§ **PROBLEM DETAILS**:
Instruction for the entries that follow: retype exactly the lines from the line with "damp sand in the photo above." to the line with "reflection in the photo above.", both included, and omit all others.

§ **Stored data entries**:

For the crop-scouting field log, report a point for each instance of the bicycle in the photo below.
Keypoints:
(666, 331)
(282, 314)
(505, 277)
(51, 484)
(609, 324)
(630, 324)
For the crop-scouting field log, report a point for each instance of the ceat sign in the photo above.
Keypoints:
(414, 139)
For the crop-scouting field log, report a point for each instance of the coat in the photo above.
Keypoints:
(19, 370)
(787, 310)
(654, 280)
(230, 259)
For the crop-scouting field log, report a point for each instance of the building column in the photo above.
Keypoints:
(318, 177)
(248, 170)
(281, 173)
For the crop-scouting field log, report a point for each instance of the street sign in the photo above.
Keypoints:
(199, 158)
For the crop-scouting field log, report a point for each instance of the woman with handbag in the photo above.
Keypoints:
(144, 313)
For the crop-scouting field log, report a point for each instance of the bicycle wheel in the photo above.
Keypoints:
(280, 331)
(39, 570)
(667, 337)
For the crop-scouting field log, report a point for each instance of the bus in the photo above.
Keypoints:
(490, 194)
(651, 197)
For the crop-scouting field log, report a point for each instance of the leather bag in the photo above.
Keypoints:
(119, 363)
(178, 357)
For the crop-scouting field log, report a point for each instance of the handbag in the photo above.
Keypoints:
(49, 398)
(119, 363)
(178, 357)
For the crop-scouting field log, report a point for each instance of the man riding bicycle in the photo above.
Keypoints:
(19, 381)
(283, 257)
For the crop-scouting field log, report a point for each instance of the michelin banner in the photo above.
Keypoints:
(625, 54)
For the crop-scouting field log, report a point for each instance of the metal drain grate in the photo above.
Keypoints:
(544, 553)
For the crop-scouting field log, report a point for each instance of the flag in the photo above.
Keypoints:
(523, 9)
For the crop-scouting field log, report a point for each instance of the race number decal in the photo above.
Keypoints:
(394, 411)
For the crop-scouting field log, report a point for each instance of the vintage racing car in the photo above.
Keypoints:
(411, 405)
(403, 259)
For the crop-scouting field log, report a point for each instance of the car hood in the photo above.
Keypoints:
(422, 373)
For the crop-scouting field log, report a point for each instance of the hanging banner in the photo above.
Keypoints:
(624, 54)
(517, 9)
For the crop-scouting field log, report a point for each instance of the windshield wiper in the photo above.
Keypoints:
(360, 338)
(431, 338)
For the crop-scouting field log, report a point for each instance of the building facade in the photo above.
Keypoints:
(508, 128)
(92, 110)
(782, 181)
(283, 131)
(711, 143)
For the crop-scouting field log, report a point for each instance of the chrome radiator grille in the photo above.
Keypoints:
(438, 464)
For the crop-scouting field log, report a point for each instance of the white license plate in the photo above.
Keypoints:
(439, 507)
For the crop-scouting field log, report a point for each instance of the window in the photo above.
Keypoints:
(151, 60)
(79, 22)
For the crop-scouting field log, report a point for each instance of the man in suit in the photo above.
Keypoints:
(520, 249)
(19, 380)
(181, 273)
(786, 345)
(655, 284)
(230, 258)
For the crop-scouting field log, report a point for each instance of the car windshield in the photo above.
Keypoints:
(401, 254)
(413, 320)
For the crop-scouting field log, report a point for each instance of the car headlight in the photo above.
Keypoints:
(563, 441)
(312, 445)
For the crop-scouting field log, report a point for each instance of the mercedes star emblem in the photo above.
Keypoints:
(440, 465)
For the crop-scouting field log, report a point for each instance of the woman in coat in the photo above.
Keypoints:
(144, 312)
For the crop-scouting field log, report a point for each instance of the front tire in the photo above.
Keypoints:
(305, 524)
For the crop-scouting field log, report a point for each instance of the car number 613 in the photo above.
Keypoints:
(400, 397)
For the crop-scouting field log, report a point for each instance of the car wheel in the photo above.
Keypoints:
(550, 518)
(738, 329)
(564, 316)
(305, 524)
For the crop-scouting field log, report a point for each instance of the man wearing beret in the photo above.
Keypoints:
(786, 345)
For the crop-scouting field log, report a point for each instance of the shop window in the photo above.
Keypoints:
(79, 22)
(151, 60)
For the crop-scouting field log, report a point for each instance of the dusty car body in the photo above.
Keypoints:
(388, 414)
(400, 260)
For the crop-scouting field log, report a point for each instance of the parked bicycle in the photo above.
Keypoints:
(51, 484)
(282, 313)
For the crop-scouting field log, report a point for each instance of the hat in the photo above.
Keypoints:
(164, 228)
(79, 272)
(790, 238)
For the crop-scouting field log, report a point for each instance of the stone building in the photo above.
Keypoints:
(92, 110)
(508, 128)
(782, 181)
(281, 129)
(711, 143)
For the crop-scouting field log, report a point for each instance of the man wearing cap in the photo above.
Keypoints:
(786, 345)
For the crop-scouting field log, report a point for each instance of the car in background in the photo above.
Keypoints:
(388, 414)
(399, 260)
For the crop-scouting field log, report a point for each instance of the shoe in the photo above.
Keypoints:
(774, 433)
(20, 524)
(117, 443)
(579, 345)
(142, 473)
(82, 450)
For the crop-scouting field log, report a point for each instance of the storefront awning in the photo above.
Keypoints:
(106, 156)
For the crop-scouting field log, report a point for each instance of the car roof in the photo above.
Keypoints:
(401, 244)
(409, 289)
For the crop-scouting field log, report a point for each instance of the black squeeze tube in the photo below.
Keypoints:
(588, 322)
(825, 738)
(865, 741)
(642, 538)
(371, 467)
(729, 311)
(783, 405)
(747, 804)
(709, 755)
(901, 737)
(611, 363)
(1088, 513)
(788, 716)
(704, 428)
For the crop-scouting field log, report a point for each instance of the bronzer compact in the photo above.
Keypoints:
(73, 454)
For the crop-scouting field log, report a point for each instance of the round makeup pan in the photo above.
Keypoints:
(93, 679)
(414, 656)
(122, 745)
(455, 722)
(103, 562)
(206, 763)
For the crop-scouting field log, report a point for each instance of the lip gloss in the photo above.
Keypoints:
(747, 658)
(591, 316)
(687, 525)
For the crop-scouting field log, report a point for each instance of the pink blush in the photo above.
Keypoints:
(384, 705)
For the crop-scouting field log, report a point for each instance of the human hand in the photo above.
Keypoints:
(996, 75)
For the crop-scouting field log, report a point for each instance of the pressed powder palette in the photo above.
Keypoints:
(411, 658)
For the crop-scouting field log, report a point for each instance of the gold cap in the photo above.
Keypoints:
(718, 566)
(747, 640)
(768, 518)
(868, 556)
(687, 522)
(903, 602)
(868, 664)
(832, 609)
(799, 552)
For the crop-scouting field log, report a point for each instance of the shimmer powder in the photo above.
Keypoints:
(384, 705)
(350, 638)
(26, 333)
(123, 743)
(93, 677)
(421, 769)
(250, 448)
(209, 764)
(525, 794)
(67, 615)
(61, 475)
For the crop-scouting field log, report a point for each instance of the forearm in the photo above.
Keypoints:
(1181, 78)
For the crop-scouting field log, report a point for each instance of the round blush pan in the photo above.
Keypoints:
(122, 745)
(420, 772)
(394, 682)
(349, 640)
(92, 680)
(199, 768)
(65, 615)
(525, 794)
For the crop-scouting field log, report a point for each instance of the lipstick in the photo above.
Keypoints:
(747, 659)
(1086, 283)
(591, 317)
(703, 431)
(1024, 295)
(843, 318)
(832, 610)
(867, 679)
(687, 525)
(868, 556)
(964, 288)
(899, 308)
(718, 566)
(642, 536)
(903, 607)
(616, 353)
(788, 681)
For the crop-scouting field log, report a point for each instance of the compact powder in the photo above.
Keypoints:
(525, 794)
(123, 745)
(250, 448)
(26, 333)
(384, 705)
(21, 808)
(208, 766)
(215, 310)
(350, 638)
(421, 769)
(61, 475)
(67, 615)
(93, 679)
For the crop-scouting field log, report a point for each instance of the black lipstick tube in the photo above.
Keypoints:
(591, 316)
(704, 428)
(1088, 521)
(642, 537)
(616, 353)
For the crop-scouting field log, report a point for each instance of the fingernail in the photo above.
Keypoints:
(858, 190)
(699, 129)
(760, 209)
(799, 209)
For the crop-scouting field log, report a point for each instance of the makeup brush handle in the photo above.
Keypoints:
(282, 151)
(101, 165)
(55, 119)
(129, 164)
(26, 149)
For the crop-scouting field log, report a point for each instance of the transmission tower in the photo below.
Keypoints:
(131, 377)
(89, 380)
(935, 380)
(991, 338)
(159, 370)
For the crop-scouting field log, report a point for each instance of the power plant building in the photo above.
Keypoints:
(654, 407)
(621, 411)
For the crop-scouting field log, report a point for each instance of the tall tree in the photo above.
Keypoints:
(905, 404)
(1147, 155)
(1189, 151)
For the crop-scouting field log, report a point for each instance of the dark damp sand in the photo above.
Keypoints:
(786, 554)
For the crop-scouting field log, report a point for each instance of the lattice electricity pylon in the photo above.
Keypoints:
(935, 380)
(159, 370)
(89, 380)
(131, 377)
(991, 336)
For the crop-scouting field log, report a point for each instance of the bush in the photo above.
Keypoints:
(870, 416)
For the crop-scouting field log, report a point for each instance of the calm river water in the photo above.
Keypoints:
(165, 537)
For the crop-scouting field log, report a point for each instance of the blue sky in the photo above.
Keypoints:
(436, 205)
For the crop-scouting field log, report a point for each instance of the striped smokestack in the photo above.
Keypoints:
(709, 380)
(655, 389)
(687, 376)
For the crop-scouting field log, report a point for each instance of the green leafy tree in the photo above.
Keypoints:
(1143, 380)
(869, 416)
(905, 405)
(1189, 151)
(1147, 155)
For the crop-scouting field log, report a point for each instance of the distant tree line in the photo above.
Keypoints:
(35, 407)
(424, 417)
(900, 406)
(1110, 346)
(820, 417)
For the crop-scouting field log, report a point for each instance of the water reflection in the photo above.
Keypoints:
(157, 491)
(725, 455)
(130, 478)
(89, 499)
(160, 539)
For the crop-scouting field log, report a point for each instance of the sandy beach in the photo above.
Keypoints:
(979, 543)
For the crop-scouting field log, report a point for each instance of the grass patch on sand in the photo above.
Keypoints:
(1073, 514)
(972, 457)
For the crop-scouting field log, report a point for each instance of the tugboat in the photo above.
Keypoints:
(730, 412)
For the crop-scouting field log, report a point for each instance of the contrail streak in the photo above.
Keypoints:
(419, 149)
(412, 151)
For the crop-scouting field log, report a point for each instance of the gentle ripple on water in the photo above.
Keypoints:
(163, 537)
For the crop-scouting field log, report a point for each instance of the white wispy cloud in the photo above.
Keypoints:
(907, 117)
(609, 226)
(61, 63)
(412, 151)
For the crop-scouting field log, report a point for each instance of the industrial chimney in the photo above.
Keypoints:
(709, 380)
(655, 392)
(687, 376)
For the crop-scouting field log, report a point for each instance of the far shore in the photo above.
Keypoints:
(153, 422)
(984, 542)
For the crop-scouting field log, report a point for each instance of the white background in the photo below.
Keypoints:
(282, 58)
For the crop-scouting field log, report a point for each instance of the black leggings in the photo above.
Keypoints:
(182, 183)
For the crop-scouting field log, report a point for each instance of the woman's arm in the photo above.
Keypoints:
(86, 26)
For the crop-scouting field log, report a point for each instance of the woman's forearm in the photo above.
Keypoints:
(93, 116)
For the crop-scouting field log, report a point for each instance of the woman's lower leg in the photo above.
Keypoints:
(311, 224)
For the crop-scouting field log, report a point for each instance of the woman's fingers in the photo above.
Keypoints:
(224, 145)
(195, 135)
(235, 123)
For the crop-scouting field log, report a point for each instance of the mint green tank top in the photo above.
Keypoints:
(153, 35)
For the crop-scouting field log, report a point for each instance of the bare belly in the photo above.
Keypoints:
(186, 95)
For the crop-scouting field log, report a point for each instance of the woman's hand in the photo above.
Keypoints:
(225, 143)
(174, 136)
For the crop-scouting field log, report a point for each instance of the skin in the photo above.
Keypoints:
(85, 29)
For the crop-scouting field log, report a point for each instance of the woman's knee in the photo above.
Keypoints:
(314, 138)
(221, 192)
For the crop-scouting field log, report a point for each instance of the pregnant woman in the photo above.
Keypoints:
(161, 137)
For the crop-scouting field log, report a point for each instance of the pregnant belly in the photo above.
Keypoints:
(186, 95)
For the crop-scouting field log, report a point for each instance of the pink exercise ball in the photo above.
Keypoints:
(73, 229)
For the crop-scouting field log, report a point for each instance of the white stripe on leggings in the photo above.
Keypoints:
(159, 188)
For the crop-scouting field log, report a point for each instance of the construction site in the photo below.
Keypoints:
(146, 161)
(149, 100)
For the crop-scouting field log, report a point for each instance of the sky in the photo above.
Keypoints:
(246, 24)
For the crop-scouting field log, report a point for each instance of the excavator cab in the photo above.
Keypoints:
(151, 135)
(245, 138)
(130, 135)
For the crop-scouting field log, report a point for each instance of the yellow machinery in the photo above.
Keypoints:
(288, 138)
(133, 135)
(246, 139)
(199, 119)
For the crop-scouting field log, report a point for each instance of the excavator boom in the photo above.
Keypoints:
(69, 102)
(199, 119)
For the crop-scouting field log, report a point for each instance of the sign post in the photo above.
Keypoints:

§ **TASK SOLUTION**:
For the crop-scouting field log, report a point for each instance of the dark damp sand in the photo above.
Keypoints:
(786, 554)
For the crop-scouting field log, report a point for each instance of the lattice electricity pylon in the photo above.
Keypoints:
(935, 380)
(159, 370)
(89, 380)
(131, 377)
(991, 336)
For the crop-scouting field log, report a point for each instance of the bush in the photo above.
Keypoints:
(870, 416)
For the crop-scouting field log, report a point for each instance of the calm river water in the photo above.
Keypoints:
(165, 537)
For the crop-scouting field log, report a point for each instance of the blue sky in the photo above.
Keypoints:
(436, 205)
For the crop-scouting field log, report a point for each instance of the striped smokestack in the photo above.
Keypoints:
(709, 380)
(655, 389)
(687, 376)
For the crop-scouting field log, report a point for each instance of the green leafy tree in the photo above.
Keypoints:
(1143, 380)
(869, 416)
(905, 405)
(1189, 151)
(1147, 155)
For the crop-scouting field log, report a point for each instance of the distant tree line in the photo above.
Keypoints:
(35, 407)
(424, 417)
(900, 406)
(1110, 346)
(820, 417)
For the crop-scouting field log, report a point for each instance of the water reflection in the photo above.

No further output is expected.